Excerpt »
□ □ □ □ □
For most, the ghoulish concept of anthropodermic bibliopegy, or the practice of binding books in human skin, often conjures fictional imagery of a witch's grimoire or H.P. Lovecraft's famous Necronomicon. However, to assume that Dark Archives: A Librarian's Investigation into the Science and History of Books Bound in Human Skin will appeal only to fans of the macabre would be an underestimation of the content covered therein. Throughout the book, the reader follows author Megan Rosenbloom, a journalist and UCLA librarian, as her research takes her to libraries and cultural institutions within the United States, England, and France where she engages with librarians, historians, and leather craftsmen to uncover the science and history of these grisly artifacts.
The book begins by providing readers with an understanding of the leathermaking process as well as the science which has been used to determine the authenticity of human skin texts and the subsequent inception of the Anthropodermic Book Project. Daniel Kirby, a chemist with former ties to the pharmaceutical world, developed an inexpensive and highly precise enzyme testing technique that can be utilized to analyze the collagen proteins found within a leather sample to accurately identify species. Utilizing this method, Kirby worked to authenticate the first scientifically confirmed example of anthropodermic bibliopegy and shortly thereafter, collaborated with Rosenbloom to establish the Anthropodermic Book Project, an initiative that aims to identify and authenticate human skin texts.
From this point, the book swiftly segues into the highly debated question of the preservation and stewardship of these items which often falls within one of two very salient categories: should these texts, which were created using materials that were taken without consent, be preserved, or finally laid to rest? Some librarians, such as Paul Needham of Princeton University, find the books to be abhorrent examples of the predatory medical practices of the nineteenth century and feel as though the texts should be rebound and the human remains buried. Others find the historical significance inherent in these artifacts too revealing to destroy. The author's research makes a convincing argument for the preservation of these pieces as her investigation has uncovered a significant amount of valuable historical contexts relating to the clinical gaze, Victorian medicine, medical consent, and more.
□ □ □ □ □
Data to examine »
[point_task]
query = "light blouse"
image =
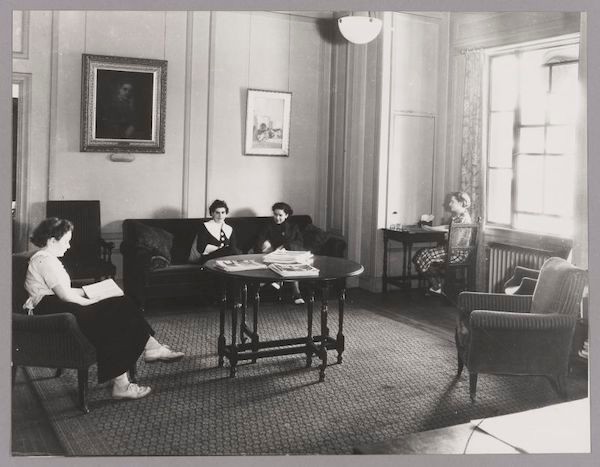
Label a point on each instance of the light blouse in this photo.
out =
□ □ □ □ □
Transcribe the part of the book review beginning at the words "From this point, the" and ending after the words "consent, and more.".

Solution for this exercise »
From this point, the book swiftly segues into the highly debated question of the preservation and stewardship of these items which often falls within one of two very salient categories: should these texts, which were created using materials that were taken without consent, be preserved, or finally laid to rest? Some librarians, such as Paul Needham of Princeton University, find the books to be abhorrent examples of the predatory medical practices of the nineteenth century and feel as though the texts should be rebound and the human remains buried. Others find the historical significance inherent in these artifacts too revealing to destroy. The author's research makes a convincing argument for the preservation of these pieces as her investigation has uncovered a significant amount of valuable historical contexts relating to the clinical gaze, Victorian medicine, medical consent, and more.